O indiciado é sujeito de direitos e dispõe de garantias, legais e constitucionais, cuja inobservância, pelos agentes do Estado, além de eventualmente induzir-lhes a responsabilidade penal por abuso de poder, pode gerar a absoluta desvalia das provas ilicitamente obtidas no curso da investigação policial.
Vale destacar ainda decisão recente do STJ no RHC 36.109/SP, relatado pelo ministro Jorge Mussi, de cuja ementa se extrai que:
5. Embora o Ministério Público seja o principal destinatário dos elementos de convicção reunidos no inquérito policial, o processo penal como um todo é orientado pelo princípio da verdade real, de modo que eventuais novas provas obtidas em sede inquisitorial, ainda que já iniciada a ação penal, podem e devem ser juntadas aos autos. 6. O simples fato de já haver processo penal deflagrado não altera a natureza das provas colhidas pela autoridade policial, que permanecem inquisitivas, prescindindo de contraditório para a sua obtenção, cuja validade para a formação da convicção do magistrado está condicionada à observância do preceito contido no artigo 155 do Código de Processo Penal.

——

» **O que fazer**
[a] Transcreva, do trecho sobre o inquérito policial, a passagem que vai de "O indiciado é" até "da investigação policial.".
[b] Liste todos os números escritos em algarismos no trecho sobre o inquérito policial.
[c] Por favor, dê continuidade ao trecho sobre o inquérito policial a partir do ponto em que ele termina.
O material apresentado daqui em diante é independente do trecho sobre o inquérito policial.

» **Amostra dos dados**
——

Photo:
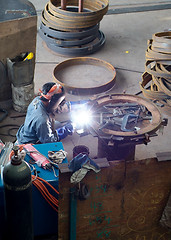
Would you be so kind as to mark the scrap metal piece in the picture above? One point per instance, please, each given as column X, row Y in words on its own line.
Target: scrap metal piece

——

» **Respostas**
[a]
O indiciado é sujeito de direitos e dispõe de garantias, legais e constitucionais, cuja inobservância, pelos agentes do Estado, além de eventualmente induzir-lhes a responsabilidade penal por abuso de poder, pode gerar a absoluta desvalia das provas ilicitamente obtidas no curso da investigação policial.

[b] 36.109, 5, 6, 155

[c]
Observa-se, portanto, que a Polícia Judiciária desempenha papel fundamental na fase da investigação preliminar, cuja atuação é imperativa para a fase de persecução penal consubstanciada na ação penal. Some-se ainda o fato de que os elementos angariados pela autoridade policial no curso do inquérito são a base para a decretação das medidas cautelares que afetam diretamente direitos fundamentais do investigado, tais como a quebra de sigilo das comunicações telefônicas e os sigilos bancário e fiscal.
Dos atos produzidos no inquérito policial, portanto, apenas a oitiva de testemunhas e eventual acareação são medidas que devem ser repetidas em juízo, ao passo que todo o conjunto de documentos e perícias realizados no curso do mesmo são utilizados como prova na ação penal.
Por fim, sem perder-se em questões de efetividade, eficiência ou eficácia do inquérito policial, novamente em razão da limitação de espaço, é perceptível por mera observação empírica, a qualquer operador na seara do Direito Penal, que o inquérito policial é o mais importante instrumento de colheita de provas de infrações penais.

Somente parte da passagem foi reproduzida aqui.